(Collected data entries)
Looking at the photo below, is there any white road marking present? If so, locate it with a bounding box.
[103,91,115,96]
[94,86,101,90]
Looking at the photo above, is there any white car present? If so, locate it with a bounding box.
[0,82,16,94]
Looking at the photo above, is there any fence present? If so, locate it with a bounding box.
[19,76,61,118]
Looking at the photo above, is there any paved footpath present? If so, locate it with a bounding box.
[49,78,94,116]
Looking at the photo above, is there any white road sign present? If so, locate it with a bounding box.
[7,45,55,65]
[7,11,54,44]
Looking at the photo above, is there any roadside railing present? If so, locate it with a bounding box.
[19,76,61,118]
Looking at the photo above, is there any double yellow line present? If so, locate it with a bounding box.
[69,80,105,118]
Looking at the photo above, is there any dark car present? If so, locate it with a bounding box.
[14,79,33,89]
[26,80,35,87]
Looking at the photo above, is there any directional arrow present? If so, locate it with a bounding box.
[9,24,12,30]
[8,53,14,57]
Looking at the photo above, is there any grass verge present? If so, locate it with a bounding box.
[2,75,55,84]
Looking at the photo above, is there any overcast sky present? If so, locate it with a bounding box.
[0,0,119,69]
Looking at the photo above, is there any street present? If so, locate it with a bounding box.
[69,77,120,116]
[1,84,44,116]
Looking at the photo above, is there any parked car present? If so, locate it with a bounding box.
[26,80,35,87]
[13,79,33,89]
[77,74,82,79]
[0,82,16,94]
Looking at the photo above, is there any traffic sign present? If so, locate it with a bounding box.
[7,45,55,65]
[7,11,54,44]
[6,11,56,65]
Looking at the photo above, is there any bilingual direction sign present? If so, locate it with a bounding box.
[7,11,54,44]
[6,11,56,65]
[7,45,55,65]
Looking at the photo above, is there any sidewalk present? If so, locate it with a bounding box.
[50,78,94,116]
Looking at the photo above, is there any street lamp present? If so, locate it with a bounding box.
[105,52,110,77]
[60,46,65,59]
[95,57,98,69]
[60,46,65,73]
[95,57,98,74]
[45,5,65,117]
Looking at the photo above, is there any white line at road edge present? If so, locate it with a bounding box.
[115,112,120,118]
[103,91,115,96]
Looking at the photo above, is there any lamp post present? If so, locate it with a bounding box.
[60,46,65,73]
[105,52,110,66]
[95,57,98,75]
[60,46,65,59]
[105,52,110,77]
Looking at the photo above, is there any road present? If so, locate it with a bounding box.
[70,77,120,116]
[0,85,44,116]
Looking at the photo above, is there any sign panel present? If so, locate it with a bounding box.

* **Given exercise**
Convert the records into a JSON list of strings, with one string per line and blank lines skipped. Start with the line containing "Looking at the photo above, is there any white road" and continue through the line containing "[45,5,65,117]", including both of those lines and nothing outside them.

* **Exercise result**
[
  "Looking at the photo above, is there any white road sign present? If so, locate it with a bounding box.",
  "[7,45,55,65]",
  "[7,11,54,44]",
  "Looking at the photo above, is there any roadside railing present? If so, locate it with a bounding box.",
  "[19,76,61,118]",
  "Looking at the photo above, is there any double yellow line present? If so, locate it with a bounding box.",
  "[69,80,105,118]",
  "Looking at the photo above, is there any dark car present? If so, locate it with a bounding box.",
  "[14,79,33,89]",
  "[26,80,35,87]",
  "Looking at the photo above, is there any directional arrow present? If so, locate it with a bounding box.",
  "[9,24,12,30]",
  "[8,53,14,57]",
  "Looking at the photo above, is there any grass verge present? If so, locate it with a bounding box.",
  "[2,75,55,84]",
  "Looking at the photo above, is there any overcast sky present? If so, locate it with a bounding box.",
  "[0,0,119,69]",
  "Looking at the photo above, is there any street present? If so, locate it with a bounding box.",
  "[69,77,120,116]",
  "[1,84,44,116]",
  "Looking at the photo above, is there any parked car present? If so, locate it with a bounding box.",
  "[26,80,35,87]",
  "[13,79,33,89]",
  "[77,74,82,79]",
  "[0,82,16,94]",
  "Looking at the photo above, is there any traffic sign present? If so, locate it with a bounding box.",
  "[7,45,55,65]",
  "[7,11,54,44]",
  "[6,11,56,65]",
  "Looking at the photo above, is there any bilingual direction sign present? If so, locate it with a bounding box.",
  "[7,11,54,44]",
  "[6,11,56,65]",
  "[7,45,55,65]",
  "Looking at the photo above, is there any sidewalk present? If so, locate it with a bounding box.",
  "[50,78,94,116]",
  "Looking at the photo above, is there any street lamp present? If so, locate it with a bounding box.",
  "[105,52,110,77]",
  "[60,46,65,59]",
  "[95,57,98,69]",
  "[60,46,65,73]",
  "[95,57,98,74]",
  "[45,5,65,117]"
]